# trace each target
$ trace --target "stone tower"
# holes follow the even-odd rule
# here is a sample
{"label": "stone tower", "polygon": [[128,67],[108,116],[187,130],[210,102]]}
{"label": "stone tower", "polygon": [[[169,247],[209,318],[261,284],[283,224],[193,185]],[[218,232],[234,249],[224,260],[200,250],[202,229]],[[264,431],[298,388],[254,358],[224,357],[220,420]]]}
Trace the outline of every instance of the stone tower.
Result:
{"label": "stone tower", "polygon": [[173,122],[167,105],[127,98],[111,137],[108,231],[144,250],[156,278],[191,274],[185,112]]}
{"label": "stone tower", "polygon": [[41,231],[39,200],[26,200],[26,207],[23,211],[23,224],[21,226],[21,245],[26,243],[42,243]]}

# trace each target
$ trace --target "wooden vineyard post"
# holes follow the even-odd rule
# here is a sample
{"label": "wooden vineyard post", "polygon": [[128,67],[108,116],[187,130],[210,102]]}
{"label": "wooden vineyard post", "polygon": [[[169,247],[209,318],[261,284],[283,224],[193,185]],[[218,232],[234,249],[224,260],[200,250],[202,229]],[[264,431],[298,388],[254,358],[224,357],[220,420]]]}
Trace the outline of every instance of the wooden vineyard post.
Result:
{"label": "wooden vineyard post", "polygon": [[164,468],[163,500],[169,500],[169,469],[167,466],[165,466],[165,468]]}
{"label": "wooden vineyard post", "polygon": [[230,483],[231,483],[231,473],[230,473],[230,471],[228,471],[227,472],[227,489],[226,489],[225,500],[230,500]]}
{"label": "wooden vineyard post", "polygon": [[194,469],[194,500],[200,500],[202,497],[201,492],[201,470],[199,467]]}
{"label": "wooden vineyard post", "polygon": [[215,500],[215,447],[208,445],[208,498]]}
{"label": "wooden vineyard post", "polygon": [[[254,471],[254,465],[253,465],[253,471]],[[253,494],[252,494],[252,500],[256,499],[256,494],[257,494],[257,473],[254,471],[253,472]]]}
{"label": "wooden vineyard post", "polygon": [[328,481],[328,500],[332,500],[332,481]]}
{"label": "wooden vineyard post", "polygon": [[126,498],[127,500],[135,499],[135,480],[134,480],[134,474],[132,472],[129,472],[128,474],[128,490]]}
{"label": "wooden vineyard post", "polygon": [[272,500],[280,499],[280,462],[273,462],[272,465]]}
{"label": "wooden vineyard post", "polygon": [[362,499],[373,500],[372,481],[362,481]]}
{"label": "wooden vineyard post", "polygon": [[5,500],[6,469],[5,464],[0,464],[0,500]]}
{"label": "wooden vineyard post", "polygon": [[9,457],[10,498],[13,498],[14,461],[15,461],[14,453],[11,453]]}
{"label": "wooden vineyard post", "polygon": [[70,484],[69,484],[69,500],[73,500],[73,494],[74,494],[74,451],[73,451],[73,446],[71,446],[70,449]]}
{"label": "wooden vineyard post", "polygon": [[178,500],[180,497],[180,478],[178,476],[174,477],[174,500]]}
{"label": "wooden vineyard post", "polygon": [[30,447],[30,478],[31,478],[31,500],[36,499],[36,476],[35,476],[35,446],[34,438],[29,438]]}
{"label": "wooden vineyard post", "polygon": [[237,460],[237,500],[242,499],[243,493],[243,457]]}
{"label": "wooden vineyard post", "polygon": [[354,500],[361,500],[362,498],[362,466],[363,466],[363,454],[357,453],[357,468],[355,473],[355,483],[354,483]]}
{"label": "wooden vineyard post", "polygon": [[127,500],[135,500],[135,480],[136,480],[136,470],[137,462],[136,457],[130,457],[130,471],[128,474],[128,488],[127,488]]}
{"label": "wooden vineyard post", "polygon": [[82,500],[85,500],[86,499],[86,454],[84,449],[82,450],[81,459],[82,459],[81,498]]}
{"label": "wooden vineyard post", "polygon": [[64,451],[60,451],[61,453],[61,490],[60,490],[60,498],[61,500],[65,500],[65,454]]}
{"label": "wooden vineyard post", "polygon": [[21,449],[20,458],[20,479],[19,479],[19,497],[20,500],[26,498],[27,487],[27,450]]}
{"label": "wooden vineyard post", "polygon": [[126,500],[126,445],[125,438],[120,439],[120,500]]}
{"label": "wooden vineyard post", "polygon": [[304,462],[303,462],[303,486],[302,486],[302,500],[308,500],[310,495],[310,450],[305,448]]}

ACTION ITEM: From the listing above, return each line with the word "target".

OUTPUT FOR THIS EXERCISE:
# trace each target
$ trace --target "stone tower"
# trace each target
$ trace --target "wooden vineyard post"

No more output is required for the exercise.